- **Task brief**
Each line of the data must reappear exactly in your answer, with no images included.

++++ Data for the task

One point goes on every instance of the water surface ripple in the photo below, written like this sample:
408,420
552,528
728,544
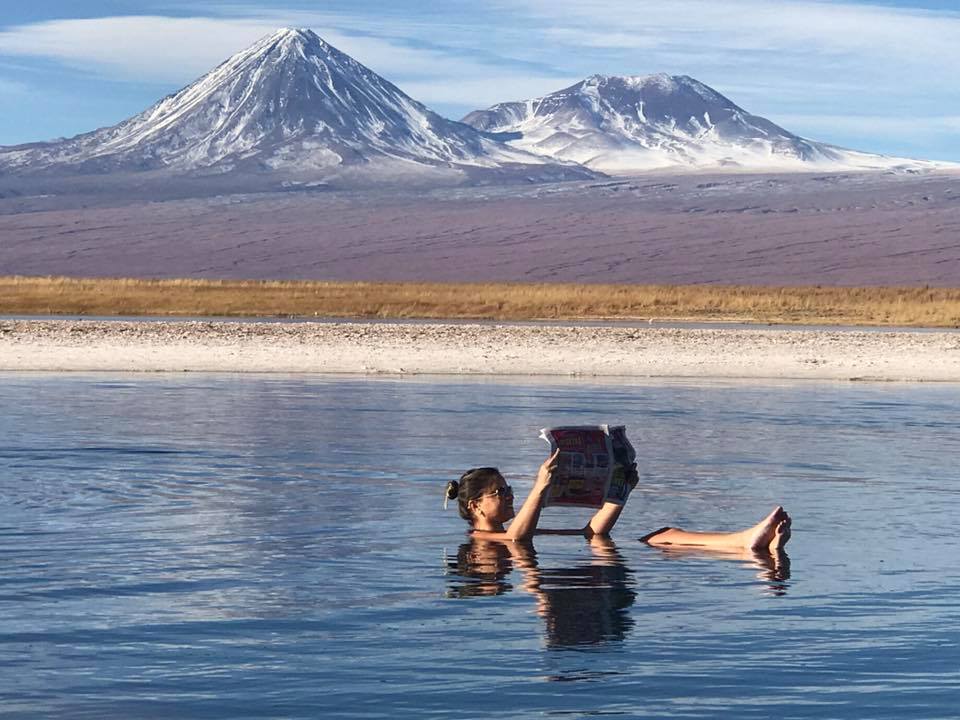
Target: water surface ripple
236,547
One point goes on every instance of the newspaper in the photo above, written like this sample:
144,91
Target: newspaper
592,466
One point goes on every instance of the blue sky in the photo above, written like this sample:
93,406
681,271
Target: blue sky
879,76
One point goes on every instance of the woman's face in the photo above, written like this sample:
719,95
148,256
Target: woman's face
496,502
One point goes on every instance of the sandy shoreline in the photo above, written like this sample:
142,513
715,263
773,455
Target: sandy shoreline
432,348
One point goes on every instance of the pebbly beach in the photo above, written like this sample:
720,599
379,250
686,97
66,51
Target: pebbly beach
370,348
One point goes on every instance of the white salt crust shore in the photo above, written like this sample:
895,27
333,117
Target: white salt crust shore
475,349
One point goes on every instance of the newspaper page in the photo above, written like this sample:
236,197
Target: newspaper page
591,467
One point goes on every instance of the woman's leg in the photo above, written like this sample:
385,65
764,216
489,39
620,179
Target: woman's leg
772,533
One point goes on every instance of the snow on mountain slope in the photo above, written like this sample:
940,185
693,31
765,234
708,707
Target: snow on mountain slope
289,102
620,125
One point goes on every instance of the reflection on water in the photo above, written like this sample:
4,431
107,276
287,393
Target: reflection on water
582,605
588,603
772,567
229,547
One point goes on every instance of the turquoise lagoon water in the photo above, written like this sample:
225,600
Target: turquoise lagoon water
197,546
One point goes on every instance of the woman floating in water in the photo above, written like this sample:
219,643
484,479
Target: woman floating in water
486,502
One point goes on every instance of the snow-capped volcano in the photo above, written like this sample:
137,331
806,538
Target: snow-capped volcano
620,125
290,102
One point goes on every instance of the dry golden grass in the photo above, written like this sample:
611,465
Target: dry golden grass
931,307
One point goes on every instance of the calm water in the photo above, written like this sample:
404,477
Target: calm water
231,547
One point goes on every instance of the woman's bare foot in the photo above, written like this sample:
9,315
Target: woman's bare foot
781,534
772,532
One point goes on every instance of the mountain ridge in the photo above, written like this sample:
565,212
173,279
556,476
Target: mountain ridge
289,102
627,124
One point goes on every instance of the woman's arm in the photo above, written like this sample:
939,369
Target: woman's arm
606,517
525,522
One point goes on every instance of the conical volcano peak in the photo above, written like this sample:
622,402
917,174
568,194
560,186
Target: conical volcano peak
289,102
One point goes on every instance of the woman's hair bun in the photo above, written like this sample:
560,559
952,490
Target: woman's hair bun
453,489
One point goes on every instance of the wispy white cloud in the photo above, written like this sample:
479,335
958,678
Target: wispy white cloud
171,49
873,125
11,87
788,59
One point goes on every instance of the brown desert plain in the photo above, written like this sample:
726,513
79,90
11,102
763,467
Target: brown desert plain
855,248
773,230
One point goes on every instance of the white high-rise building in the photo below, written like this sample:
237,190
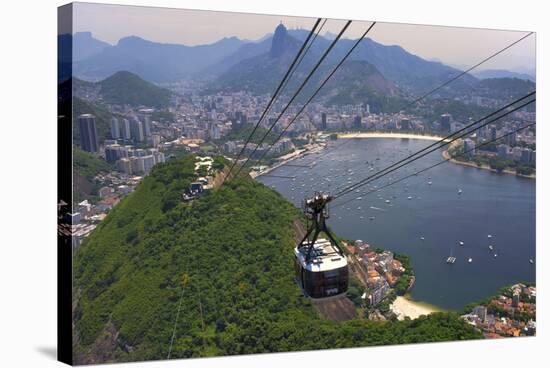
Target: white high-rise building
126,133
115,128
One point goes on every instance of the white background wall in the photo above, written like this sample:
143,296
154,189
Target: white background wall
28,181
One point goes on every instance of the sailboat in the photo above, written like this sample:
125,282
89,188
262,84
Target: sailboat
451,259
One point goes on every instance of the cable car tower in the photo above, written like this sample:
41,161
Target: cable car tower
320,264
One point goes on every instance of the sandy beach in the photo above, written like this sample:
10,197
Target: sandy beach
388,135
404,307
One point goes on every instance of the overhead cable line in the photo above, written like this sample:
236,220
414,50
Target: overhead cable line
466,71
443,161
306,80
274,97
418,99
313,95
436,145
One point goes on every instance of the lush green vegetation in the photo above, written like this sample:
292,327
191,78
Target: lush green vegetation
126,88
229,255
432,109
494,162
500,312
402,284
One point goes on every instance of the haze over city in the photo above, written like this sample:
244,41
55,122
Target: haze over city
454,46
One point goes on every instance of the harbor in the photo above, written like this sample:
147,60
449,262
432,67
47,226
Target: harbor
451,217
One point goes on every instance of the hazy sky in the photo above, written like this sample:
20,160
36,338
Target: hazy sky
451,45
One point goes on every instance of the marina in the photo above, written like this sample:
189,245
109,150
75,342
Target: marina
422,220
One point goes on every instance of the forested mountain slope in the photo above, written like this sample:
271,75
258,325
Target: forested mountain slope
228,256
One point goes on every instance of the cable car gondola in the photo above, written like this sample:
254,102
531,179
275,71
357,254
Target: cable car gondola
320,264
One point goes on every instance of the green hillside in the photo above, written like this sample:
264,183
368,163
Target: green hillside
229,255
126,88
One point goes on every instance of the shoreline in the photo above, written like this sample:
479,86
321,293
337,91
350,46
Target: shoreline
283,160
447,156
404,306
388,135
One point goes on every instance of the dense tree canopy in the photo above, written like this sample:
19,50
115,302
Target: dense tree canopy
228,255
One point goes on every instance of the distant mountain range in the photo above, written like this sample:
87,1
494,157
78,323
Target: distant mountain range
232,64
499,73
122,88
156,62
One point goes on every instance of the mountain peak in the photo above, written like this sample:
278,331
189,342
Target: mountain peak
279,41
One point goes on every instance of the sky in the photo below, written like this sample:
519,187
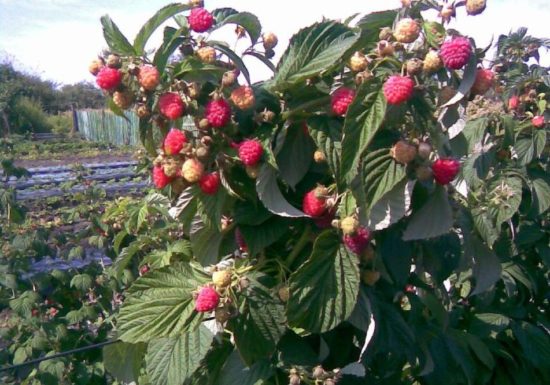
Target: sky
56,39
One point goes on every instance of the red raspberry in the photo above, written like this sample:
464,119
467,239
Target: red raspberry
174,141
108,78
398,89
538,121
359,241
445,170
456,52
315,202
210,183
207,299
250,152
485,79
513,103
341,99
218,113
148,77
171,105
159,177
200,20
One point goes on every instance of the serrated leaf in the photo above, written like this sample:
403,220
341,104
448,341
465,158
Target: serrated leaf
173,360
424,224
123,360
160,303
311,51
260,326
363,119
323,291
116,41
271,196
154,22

++++++++

- **Written response**
One point goes on every instance of the water surface ripple in the photo below, written like this sample:
408,420
552,528
728,544
Target: water surface ripple
236,547
One point goes on every instance of the newspaper in the photo above, written like this sample:
144,91
Target: newspaper
592,466
One point goes on every instance of the blue sky in the photo above, written like this sample:
93,406
681,271
Target: blue sky
879,76
One point goes on every instance of the woman's face in the photo above, written like this sample:
719,95
148,256
Target: woman's face
496,502
One point goes on every instance of the sandy shoreline in the photo above, written like this sample:
142,513
715,263
773,455
Target: sandy shoreline
432,348
One point goes on every instance of the pebbly beach in the photo above, written like this sample:
720,599
379,250
686,97
66,51
Target: pebbly beach
370,348
One point goes on every instance of the white salt crust shore in the photo above, written like this sample:
895,27
333,117
Target: white salt crust shore
475,349
One point goes on every instance of the newspaper page in the photo above, written like this sample:
236,197
Target: newspaper page
591,467
One point goes on every instance of the woman's leg in the photo above, written like this sample:
385,65
764,216
489,39
620,179
Target: woman's leg
772,533
One point goes on every instance of the snow on mountain slope in the photo above, written like this sample:
940,185
693,31
765,234
708,707
Target: snow on mountain slope
289,102
620,125
One point goes on every instance of the reflection on water in the photo above, written like this sample:
4,431
107,276
287,393
Target: reflection on water
582,605
588,603
772,567
229,547
One point goes on every instance of the turquoise lagoon water in the photo above, written like this sample:
225,600
Target: turquoise lagoon water
197,546
One point goes on every instance of the woman floating in water in the photo above, written like this sample:
219,643
484,479
Target: woman floating in water
486,502
One point goes on every instance of the snow-capped volcano in the photo above, written like this sample:
137,331
806,538
Target: snow-capped volcano
620,125
290,102
One point goes on every instance of the dry golden grass in the photo above, written like this sample:
611,465
Target: dry golden grass
931,307
One point goes on every instance of the calm water in the photo above, written like this sample:
404,477
Target: calm water
231,547
One point goes on every instance of the woman's bare foot in the photo above, written like this sample:
9,315
Target: woman's bare foot
781,534
772,532
One point goes on every instance of the mountain ridge in the photo above, written like this sample:
565,212
173,279
556,476
Target: mountain ridge
289,102
627,124
One point goes on every instance of the woman's arm in the photo above, written like this sample:
939,369
Target: woman's arm
606,517
525,522
One point goes on every instance of the conical volcano peak in the photo above, written like this sample:
622,402
917,174
568,194
560,186
Target: conical volcano peak
289,102
One point goes on every instance of the woman's hair bun in the photo above, written like this sample:
560,559
952,490
Target: woman's hair bun
453,489
One point goes on every instance of the wispy white cloud in the photo above, written like this sample:
479,335
958,678
Target: wispy white cloud
171,49
873,125
11,87
788,59
One point goes on every instance of the brown desert plain in the photo above, written like this sample:
726,513
79,90
11,102
763,467
Target: brown desert plain
855,248
773,230
One point goes on every instance of the white high-rise building in the photo below, written like this sample:
237,190
Target: white high-rise building
126,133
115,128
One point goes on every instance of the white background wall in the photo above, written like this sample:
143,296
154,189
Target: white background wall
28,181
One point goes on every instance of the sailboat in the photo above, written like this sample:
125,282
89,188
262,84
Target: sailboat
451,259
One point goes on every instance of the cable car tower in the photo above, written like this sample:
41,161
Target: cable car tower
320,264
One point goes on every instance of the sandy beach in the photo above, written like this sample:
10,197
Target: sandy beach
388,135
404,307
One point goes on every instance of the overhead cable line in the photo above, written like this sample:
236,220
414,50
Target: overhead cable line
466,71
443,161
306,80
274,97
418,99
313,95
436,145
One point goes on every instance of the lush green vegetation in the photo above, written like this sample:
292,327
191,78
Target: lush green vegetation
126,88
229,255
432,109
494,162
500,312
402,284
One point goes on every instance of the haze over city in the photo above, written like this sample:
244,41
55,122
Target: haze over city
454,46
One point goes on every instance of the harbor in the photo above, written like this sample:
147,60
449,262
432,67
47,226
Target: harbor
451,217
One point goes on every instance of the hazy sky in the photo above, written like this sample:
20,160
36,338
Target: hazy sky
451,45
One point goes on every instance of the marina in the photo above, written like this sample:
189,245
109,150
75,342
Target: marina
422,220
One point goes on every instance of the forested mountain slope in the photo above, written like this sample:
271,75
258,325
Target: forested mountain slope
228,256
One point goes on every instance of the cable car gondola in the photo above, written like this sample:
254,102
531,179
275,71
357,254
Target: cable car gondola
320,264
One point goes on every instance of the green hillside in the photo above, written like this sample:
264,183
368,163
Target: green hillside
229,255
126,88
One point goes on every instance of the shoreline in the photo above, written like this sample:
479,86
321,293
337,91
350,46
Target: shoreline
283,160
447,156
404,306
388,135
One point goes on every instance of the dense tree canopy in the photo above, written like this sample:
19,50
115,302
Target: dense tree canopy
228,255
One point goes on every instance of the distant mountain range in the photo above, written like this sample:
87,1
494,157
78,323
Target: distant mountain range
232,64
499,73
122,88
156,62
One point goes on every instance of the mountain peak in the photo above, written like this sample:
278,331
189,342
Target: mountain peak
279,41
One point goes on every instance of the sky in the photo below, written like this sample:
519,187
Target: sky
56,39
One point goes on every instance of the red raspberry in the photo above, written like this sample:
464,119
467,239
Target: red raspberry
174,141
108,78
398,89
538,121
359,241
445,170
456,52
315,202
210,183
207,299
250,152
485,79
513,103
341,99
218,113
148,77
171,105
159,177
200,20
One point goes on every instance of the serrated leaf in the photo above, written like this sample:
403,220
341,104
448,341
465,158
Target: serrated leaf
173,360
424,224
123,360
160,303
311,51
260,326
363,119
323,291
116,41
271,196
154,22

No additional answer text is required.